* Exercise instructions: Repeat the entries between the line holding "Do you know where the religious" and the line holding "[36,231,61,288]", inclusive, keeping each request as it stands and adding -23 to every number in the bounding-box coordinates.

* Extracted information:
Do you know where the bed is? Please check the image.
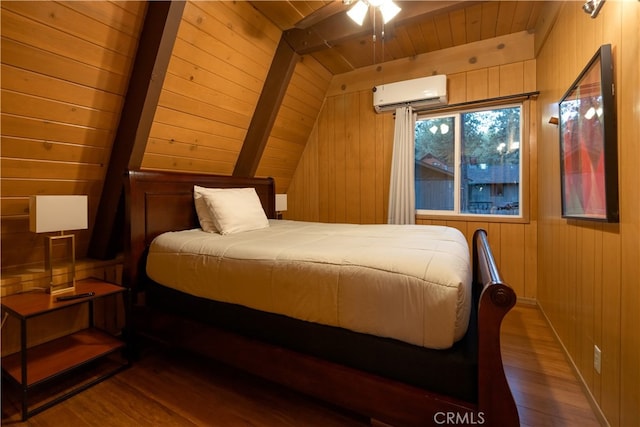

...

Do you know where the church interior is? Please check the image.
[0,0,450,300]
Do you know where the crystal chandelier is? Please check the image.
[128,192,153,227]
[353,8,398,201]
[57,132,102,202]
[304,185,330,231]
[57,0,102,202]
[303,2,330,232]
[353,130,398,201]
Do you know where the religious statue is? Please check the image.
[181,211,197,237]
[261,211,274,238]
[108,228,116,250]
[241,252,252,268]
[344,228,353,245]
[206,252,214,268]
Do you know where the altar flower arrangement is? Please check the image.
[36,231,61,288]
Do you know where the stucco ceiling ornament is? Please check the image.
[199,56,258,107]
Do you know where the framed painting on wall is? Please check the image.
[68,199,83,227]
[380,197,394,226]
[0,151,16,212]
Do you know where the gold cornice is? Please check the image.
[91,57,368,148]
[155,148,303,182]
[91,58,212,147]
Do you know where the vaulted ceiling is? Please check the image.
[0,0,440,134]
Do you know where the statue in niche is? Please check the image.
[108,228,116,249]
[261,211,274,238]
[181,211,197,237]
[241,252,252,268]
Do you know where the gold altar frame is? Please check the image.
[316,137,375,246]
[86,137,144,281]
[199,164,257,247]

* Answer to this exercise:
Do you know where the religious statue is? Please check the image.
[158,188,174,214]
[238,188,251,215]
[85,205,93,227]
[218,229,229,245]
[321,205,330,222]
[183,229,191,245]
Do you know where the altar flower arrangement is? Please check the image.
[13,208,38,265]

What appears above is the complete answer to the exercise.